═════ Source document
Frequently Asked Questions
- How does the SBDC help existing small businesses?
- Who sponsors the SBDC?
- How much do SBDC services cost?
- Does the SBDC lend money?
- Can the SBDC be a guarantor and help get a loan?
- Does the SBDC work with existing business owners?
- Can I receive government financing with poor credit?
- Does the government offer special programs for minorities?
- What is the first step I need to take to start my own business?
- What is a business plan and do I need one?
- How much money will I need to get started?
- How do I obtain financing to start my business?
- What is the first step to getting a business loan?
- With all the TV commercials and Internet ads of business start-up help books and programs, how do I know if what I have is a legitimate "business opportunity?"
- Can I operate my business from home?
- Can I get a government grant to finance my business?
- What type of businesses receive grants?
SBDC counselors can help existing small businesses with issues such as, cash flow management, inventory control, hiring employees, obtaining sources of capital, market expansion and government contracting.
The Small Business Development Center was established in 1978 and operates with funds from university, federal, and state grants. A consortium of four universities (University of South Carolina, Clemson University, Winthrop University, and South Carolina State University) operates the program. A state director operationally oversees the plans of the consortium.
SBDC counseling is free, provided you comply with the definition of a small business.
The SBDC is not a lender but it can help you get in touch with lenders familiar with your situation.
The SBDC is not a guarantor. But it can help you create your business plan and loan application.
Yes. The SBDC works with existing business owners by offering counseling in various areas from financing capital expansion to developing a company web site. The SBDC also sponsors a series of seminars designed to educate business owners on various software packages.
══════════
═════ Given material
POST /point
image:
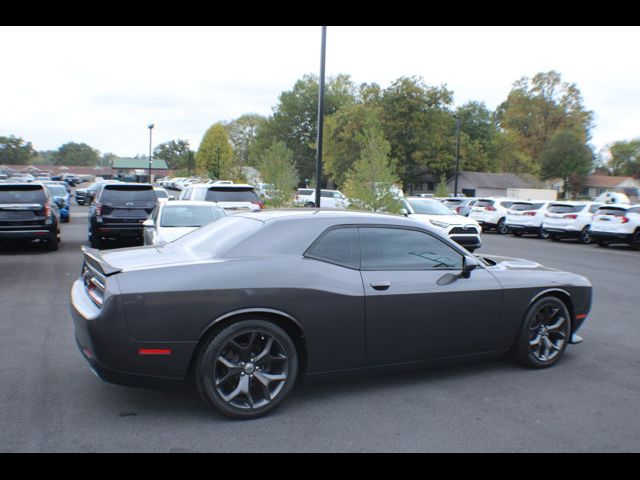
══════════
_Tasks for this exercise_.
1. According to the SBDC FAQ, which four universities make up the consortium that operates the program?
2. Do these statements agree with the SBDC FAQ? Answer yes or no for each, and quote the words from the FAQ that decide it.
(a) The Small Business Development Center was founded in 1978.
(b) The SBDC can serve as a guarantor for a business loan.
(c) SBDC counseling carries a fee regardless of business size.
3. Pick up the SBDC FAQ after its last sentence and keep going in the same style.

_Outputs in order_.
1. University of South Carolina, Clemson University, Winthrop University, and South Carolina State University.

2.
(a) Yes: "The Small Business Development Center was established in 1978"
(b) No: "The SBDC is not a guarantor."
(c) No: "SBDC counseling is free, provided you comply with the definition of a small business."

3.
For an applicant to receive SBA financing, you must first meet the credit requirements of your local lender. Only after these requirements are met is your application forwarded to the SBA. The SBDC uses financial analysis software to determine if new clients are likely to qualify for financing. For those clients that do not qualify, the SBDC offers counseling on alternative sources of financing.
Yes. The SBA has both Women's and a Minority Prequalification program. To qualify, the business must have at least 51% woman or minority ownership. The applicant must meet the SBA's qualifications for assistance. For more information on the SBA's minority and women's prequalification program, click here.
The Small Business Development Center offers workshops for prospective business owners. Our consultants meet with clients to discuss issues involved with starting and financing a small business.
A business plan is a formal document that provides potential lenders, investors and other parties a summary of your business. The business plan serves as a resume of the business and defines the firm, operations and goals. It is an action plan that provides a roadmap of where the firm currently is, where the owner wants the firm to be, and the resources and assistance needed to get the firm to where it should be. A business plan is necessary for entrepreneurs starting a business or facing changes within their business. SBDC consultants provide qualified entrepreneurs with assistance in formulating business plans for loan application packages. For a business plan template, click here.
The financial needs for start-up businesses vary with the nature and type of each business. Generally, lenders expect that you have at least a 15-20 percent equity position (your own personal investment that is free of debt) in your business in order to get financed. You also should have sufficient funds to cover the costs of operating expenses. These expenses include items such as insurance, rent, salary and money to repay the loan. Accurately determining your cash flow needs is crucial to a successful start-up. Insufficient start-up capital is a leading cause of business failure.
The primary source of capital is your own personal funds. Your willingness to commit your own funds is the best indicator of how serious you are about your new business venture. It boosts others confidence in your business and builds your credibility as a business owner. Other sources of capital include family, friends, taking a partner, banks, commercial finance companies, venture capital firms, local development companies and life insurance companies. Meet with a SBDC counselor to determine the types of funding for which you qualify.
The first step in acquiring financing is preparing a business plan. A business plan is required by most lenders and illustrates in writing that you have done necessary research, developed a plan of action and can demonstrate that you have the knowledge and experience to operate the business. Your business plan must provide projected financial statements, business goals, strategy, legal structure, ownership information, location and production facilities, as well as your experience and management capabilities and the expertise of any other key personnel. Click for a Business Plan Template.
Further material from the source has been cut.